▸ EXERCISE: Please output the data below exactly as given, starting at its first line and stopping after the line that contains "negative clicks: (94, 275) (60, 213)".

▸ PROVIDED ENTRIES:
══════

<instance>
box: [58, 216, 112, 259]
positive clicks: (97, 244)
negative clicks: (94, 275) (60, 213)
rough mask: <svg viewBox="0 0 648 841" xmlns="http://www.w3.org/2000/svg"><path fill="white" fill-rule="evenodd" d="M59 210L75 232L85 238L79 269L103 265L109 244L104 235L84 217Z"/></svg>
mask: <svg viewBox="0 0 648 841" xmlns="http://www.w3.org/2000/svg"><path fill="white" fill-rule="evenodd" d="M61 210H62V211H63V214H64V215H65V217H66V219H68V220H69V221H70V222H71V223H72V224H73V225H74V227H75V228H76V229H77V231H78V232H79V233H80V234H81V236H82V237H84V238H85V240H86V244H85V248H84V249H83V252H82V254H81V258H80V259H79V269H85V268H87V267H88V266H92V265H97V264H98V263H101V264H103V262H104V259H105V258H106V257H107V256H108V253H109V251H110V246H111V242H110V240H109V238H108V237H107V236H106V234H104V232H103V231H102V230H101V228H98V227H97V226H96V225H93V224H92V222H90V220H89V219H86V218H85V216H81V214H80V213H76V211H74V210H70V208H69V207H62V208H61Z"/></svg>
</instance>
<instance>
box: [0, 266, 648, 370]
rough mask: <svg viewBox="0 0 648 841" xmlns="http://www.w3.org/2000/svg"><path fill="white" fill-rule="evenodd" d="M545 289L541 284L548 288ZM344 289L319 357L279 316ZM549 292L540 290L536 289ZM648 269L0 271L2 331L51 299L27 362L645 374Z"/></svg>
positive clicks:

══════

▸ EXERCISE RESPONSE:
<instance>
box: [58, 216, 112, 259]
positive clicks: (97, 244)
negative clicks: (94, 275) (60, 213)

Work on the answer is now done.